◆ Given task: Recast the entries as a Markdown table with the columns "No." and "Line," giving each line its own numbered row. Cover only the lines from the start of the entries through the line that contains "[[180, 55], [17, 299]]", inclusive, skip blank lines, and leave the pictures out.

[Object pointing dataset entries]
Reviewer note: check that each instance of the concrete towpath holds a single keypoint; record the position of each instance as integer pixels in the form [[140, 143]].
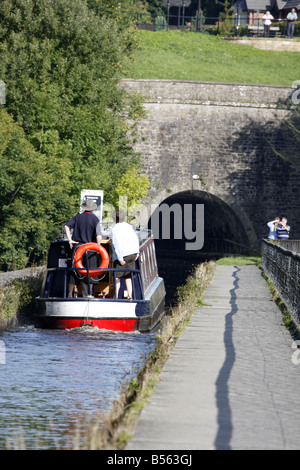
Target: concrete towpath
[[232, 380]]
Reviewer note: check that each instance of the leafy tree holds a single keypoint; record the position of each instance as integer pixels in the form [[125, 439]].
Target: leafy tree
[[34, 197], [61, 63]]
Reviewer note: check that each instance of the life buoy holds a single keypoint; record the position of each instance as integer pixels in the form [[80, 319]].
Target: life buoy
[[91, 247]]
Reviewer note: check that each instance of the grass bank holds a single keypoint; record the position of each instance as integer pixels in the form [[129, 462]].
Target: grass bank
[[180, 55], [17, 299]]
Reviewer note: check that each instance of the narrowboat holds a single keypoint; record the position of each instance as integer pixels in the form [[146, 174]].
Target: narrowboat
[[101, 308]]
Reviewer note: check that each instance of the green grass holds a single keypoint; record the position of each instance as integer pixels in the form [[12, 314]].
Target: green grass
[[239, 261], [192, 56]]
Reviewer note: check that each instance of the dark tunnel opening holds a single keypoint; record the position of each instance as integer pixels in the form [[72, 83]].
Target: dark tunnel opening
[[217, 231]]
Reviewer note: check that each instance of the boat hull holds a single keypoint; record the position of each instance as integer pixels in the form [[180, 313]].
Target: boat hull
[[109, 314]]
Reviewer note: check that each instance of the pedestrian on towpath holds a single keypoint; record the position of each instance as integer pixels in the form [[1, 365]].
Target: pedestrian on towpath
[[267, 23], [272, 228]]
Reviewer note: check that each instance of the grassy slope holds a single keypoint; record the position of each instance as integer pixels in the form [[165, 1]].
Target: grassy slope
[[192, 56]]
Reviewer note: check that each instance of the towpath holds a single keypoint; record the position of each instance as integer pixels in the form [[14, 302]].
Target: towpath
[[233, 379]]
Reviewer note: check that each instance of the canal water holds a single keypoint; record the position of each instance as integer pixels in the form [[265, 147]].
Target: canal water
[[55, 383]]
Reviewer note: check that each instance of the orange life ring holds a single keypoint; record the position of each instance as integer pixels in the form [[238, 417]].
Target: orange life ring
[[91, 247]]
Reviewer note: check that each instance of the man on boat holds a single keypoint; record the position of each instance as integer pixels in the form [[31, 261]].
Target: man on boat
[[125, 245], [86, 229]]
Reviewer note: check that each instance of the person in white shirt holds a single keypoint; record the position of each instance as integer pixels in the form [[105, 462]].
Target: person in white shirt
[[267, 23], [125, 245], [272, 228]]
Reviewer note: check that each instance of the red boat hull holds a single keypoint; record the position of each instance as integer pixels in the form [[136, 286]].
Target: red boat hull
[[111, 324]]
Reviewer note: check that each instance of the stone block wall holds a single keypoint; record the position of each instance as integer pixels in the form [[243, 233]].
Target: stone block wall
[[226, 134]]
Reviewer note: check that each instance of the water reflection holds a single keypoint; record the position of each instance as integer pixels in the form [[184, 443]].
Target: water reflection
[[52, 378]]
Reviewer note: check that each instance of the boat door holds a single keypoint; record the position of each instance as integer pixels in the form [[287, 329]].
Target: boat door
[[96, 196]]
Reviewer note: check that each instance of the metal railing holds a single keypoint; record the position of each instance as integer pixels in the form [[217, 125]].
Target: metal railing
[[234, 25], [282, 264]]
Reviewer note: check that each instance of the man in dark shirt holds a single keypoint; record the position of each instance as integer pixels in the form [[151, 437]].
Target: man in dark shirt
[[86, 229], [283, 230]]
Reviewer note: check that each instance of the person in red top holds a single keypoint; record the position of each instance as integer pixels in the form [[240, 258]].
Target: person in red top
[[86, 229]]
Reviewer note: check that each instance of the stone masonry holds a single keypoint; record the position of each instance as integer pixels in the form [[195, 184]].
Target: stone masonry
[[226, 134]]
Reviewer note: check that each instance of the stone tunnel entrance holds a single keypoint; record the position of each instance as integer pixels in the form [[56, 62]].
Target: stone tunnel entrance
[[223, 234]]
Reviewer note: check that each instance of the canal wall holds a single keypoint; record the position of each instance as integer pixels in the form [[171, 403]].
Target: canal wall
[[225, 134], [281, 263]]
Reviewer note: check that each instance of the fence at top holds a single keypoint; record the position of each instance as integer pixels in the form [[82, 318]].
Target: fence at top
[[281, 262], [235, 25]]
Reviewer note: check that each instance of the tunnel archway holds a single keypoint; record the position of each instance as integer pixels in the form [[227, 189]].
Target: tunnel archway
[[223, 234]]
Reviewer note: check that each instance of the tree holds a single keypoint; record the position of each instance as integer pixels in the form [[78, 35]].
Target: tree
[[61, 63], [34, 197]]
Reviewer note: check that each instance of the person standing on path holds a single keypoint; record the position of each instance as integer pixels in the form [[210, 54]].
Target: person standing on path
[[283, 230], [272, 229], [267, 23], [291, 18]]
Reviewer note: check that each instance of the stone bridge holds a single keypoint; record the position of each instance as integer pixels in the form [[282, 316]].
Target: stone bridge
[[213, 144]]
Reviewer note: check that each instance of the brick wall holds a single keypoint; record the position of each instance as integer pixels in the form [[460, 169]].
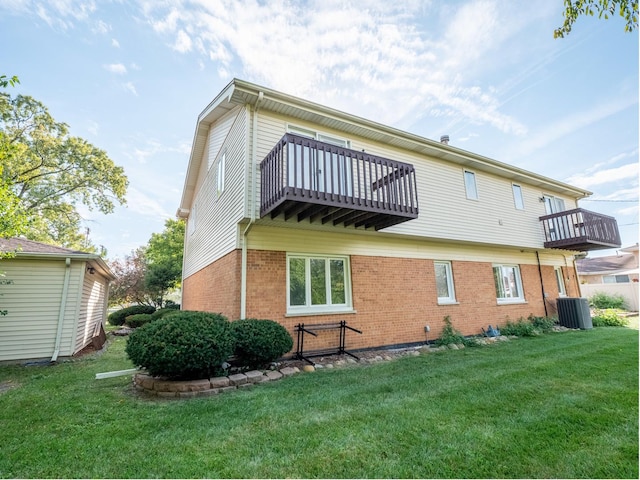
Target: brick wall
[[215, 288], [393, 298]]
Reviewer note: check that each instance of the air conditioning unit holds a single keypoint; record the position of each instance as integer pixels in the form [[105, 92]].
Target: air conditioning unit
[[574, 313]]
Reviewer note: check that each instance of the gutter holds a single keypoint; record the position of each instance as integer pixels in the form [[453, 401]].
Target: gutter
[[63, 306], [252, 209]]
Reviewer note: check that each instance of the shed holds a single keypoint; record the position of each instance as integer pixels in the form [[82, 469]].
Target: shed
[[53, 301]]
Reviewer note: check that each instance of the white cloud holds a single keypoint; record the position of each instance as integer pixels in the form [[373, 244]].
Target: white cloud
[[116, 68], [618, 175], [130, 87]]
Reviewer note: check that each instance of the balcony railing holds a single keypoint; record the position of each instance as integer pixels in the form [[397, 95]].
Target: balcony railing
[[580, 230], [305, 178]]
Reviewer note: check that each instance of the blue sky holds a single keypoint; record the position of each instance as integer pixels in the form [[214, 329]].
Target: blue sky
[[131, 77]]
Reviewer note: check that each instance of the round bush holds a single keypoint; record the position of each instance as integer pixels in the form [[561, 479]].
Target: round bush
[[260, 341], [184, 345], [119, 316], [135, 321]]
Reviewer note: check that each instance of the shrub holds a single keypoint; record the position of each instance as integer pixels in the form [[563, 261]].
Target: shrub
[[449, 334], [139, 319], [543, 324], [184, 345], [119, 317], [605, 301], [608, 318], [521, 328], [260, 341], [163, 312]]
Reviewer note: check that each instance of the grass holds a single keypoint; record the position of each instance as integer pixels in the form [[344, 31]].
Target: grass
[[556, 406]]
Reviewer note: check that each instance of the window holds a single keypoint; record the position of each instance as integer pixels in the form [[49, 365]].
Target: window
[[553, 204], [562, 291], [518, 199], [220, 177], [444, 282], [318, 284], [508, 283], [319, 170], [191, 222], [615, 279], [470, 185]]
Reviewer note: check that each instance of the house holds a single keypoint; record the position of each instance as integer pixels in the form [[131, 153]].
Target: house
[[613, 275], [304, 214], [53, 301]]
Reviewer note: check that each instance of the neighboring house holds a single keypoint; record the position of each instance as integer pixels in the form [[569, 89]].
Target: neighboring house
[[300, 213], [613, 275], [53, 301]]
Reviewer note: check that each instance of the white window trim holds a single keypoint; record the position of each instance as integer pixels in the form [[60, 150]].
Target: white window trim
[[475, 184], [517, 196], [451, 299], [518, 279], [562, 288], [347, 307], [220, 173]]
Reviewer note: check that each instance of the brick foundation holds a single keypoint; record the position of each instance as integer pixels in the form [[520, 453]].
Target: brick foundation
[[393, 298]]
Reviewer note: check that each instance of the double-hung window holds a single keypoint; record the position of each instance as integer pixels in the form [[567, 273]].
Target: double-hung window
[[444, 282], [470, 185], [318, 283], [508, 283]]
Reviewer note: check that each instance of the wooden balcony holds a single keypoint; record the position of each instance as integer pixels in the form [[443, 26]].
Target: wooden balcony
[[580, 230], [302, 178]]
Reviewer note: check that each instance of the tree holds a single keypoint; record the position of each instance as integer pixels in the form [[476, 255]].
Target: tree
[[628, 9], [151, 272], [50, 172]]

◆ Answer to the task:
| No. | Line |
|---|---|
| 1 | Reviewer note: check that each instance of the concrete towpath holds a single keypoint; record the position of each instance as integer pixels in the form [[140, 143]]. |
| 2 | Target: concrete towpath |
| 3 | [[232, 380]] |
| 4 | Reviewer note: check that each instance of the leafy tree holds a single keypoint; record the position of each instance as integer pixels in the form [[125, 439]]. |
| 5 | Target: leafy tree |
| 6 | [[34, 197], [61, 63]] |
| 7 | Reviewer note: check that each instance of the life buoy holds a single keypoint; record the position of each instance as integer pixels in the form [[80, 319]]. |
| 8 | Target: life buoy |
| 9 | [[91, 247]] |
| 10 | Reviewer note: check that each instance of the grass bank holds a single keypoint; record the position of each instance as integer pixels in the form [[129, 462]]. |
| 11 | Target: grass bank |
| 12 | [[180, 55], [17, 299]] |